Provided records ::
╔══

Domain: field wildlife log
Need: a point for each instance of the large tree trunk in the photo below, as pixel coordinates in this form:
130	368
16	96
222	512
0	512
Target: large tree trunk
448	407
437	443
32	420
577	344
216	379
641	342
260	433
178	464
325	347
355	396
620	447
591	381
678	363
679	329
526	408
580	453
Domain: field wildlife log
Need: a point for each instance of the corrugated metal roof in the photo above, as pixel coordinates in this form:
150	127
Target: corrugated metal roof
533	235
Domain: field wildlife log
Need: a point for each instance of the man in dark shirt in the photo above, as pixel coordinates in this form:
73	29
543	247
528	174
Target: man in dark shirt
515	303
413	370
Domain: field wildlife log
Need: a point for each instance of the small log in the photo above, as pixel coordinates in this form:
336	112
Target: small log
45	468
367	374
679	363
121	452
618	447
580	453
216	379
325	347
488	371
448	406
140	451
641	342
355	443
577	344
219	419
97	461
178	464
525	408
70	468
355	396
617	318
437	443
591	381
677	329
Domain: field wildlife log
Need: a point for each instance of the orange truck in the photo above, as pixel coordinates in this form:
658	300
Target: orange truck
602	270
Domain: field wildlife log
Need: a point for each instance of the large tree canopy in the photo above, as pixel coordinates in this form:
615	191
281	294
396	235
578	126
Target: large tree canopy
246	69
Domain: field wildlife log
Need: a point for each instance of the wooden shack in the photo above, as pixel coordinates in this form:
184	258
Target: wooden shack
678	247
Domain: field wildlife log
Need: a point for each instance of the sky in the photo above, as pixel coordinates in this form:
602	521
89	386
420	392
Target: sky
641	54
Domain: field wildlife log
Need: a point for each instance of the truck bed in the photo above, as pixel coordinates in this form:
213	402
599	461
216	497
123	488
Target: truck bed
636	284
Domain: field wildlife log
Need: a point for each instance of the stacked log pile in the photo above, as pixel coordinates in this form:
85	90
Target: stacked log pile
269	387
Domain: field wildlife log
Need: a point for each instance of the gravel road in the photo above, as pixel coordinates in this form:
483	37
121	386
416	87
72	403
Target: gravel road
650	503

╚══

What is asked ::
Nothing should be changed: write out all of the data as is.

Correct result ::
Domain: field wildlife log
Need: a point for each instance of the large tree trunk in the photo below, as pixel coordinates in this form:
130	368
16	96
222	512
0	512
Target: large tree trunk
448	407
437	443
32	420
577	344
216	379
641	342
260	433
178	464
325	347
355	396
620	447
591	381
678	363
679	329
526	408
580	453
Domain: field wildlife log
Need: a point for each instance of the corrugated metal roof in the photo above, as pixel coordinates in this form:
150	127
Target: corrugated metal roof
533	235
Domain: field wildlife log
Need: a point for each instance of the man in dark shirt in the photo above, as pixel coordinates in this form:
73	29
543	247
528	174
Target: man in dark shirt
515	303
413	370
Domain: field wildlife log
Need: a point for each instance of the small log in the photo above, as pixel coordinates in this form:
336	112
Target: small log
45	468
367	374
679	363
121	452
618	447
580	453
216	379
325	347
488	371
448	406
140	451
641	342
355	443
577	344
219	419
97	461
178	464
525	408
70	468
355	396
617	318
437	443
591	381
677	329
Domain: field wildlife log
Need: a point for each instance of the orange truck in the photo above, as pixel coordinates in this form:
658	300
Target: orange truck
602	270
Domain: field wildlife log
Need: a point for each instance of the large tree canopy in the photo above, as pixel coordinates in this form:
615	191
281	294
396	235
578	126
Target: large tree canopy
246	69
Domain: field wildlife log
Need: a point for each instance of the wooden shack in the photo above, as pixel coordinates in this form:
184	258
Target: wooden shack
678	247
Domain: field wildlife log
Need: a point for each instance of the sky in the photo above, as pixel coordinates in this form:
602	521
89	386
420	392
Target: sky
641	54
Domain: field wildlife log
Need: a point for each instance of the truck bed in the photo above, as pixel coordinates in this form:
213	402
599	461
216	497
123	488
Target: truck bed
636	284
Domain: field wildlife log
Need: a point for each instance of the stacked log pile in the photo above, as pixel coordinates in this form:
85	90
Target: stacked log pile
269	387
Domain: field wildlife log
Need: a point for each instance of the gravel road in the photo above, as pixel coordinates in this form:
483	37
121	386
416	87
72	403
Target: gravel road
650	503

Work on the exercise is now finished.